*Your goal:*
The entries below are to be transcribed in full, without their images.

*Records provided:*

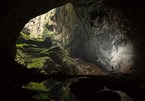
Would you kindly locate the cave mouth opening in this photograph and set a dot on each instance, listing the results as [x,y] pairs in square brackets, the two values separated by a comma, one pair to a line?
[42,44]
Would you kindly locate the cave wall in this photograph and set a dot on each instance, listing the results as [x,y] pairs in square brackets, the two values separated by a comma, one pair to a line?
[109,33]
[15,14]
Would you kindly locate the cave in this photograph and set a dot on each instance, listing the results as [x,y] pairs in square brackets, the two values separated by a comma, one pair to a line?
[106,33]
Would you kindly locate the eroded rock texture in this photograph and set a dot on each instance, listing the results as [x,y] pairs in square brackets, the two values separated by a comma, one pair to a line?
[109,33]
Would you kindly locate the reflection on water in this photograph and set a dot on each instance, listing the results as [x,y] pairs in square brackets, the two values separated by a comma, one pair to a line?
[52,90]
[89,88]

*Exercise answer:*
Would you kindly locate the cave mouth opening in this photograph and set a dot on each instance, listing the results as [x,y] pairs in square brackets, the two values separated by a comma, one pair to a line?
[42,44]
Would you kindly locate the cave wall in this photograph and set a dot on each instance, listing the results as [x,y] pairs in square brackets, the two values separated by a comma, one pair to a line?
[109,33]
[15,14]
Would you kindly locate the cave in this photograph and set a dot on each instance, listing the results as [x,y] pairs in square brackets, the two values separated by a comma, one pair to a line?
[106,33]
Would you kindly locate the eroded rock texture in this photograph and set a dot on each instance, listing the results as [x,y] pairs in square brackets, the two values separated by a comma, one pair to a line?
[109,33]
Would you kindly locate the reflection on water in this photograph and set a dot on each instance, listing the results as [x,y] pairs in square brackets, the two values separated by a comma, one pair to a line?
[52,90]
[89,88]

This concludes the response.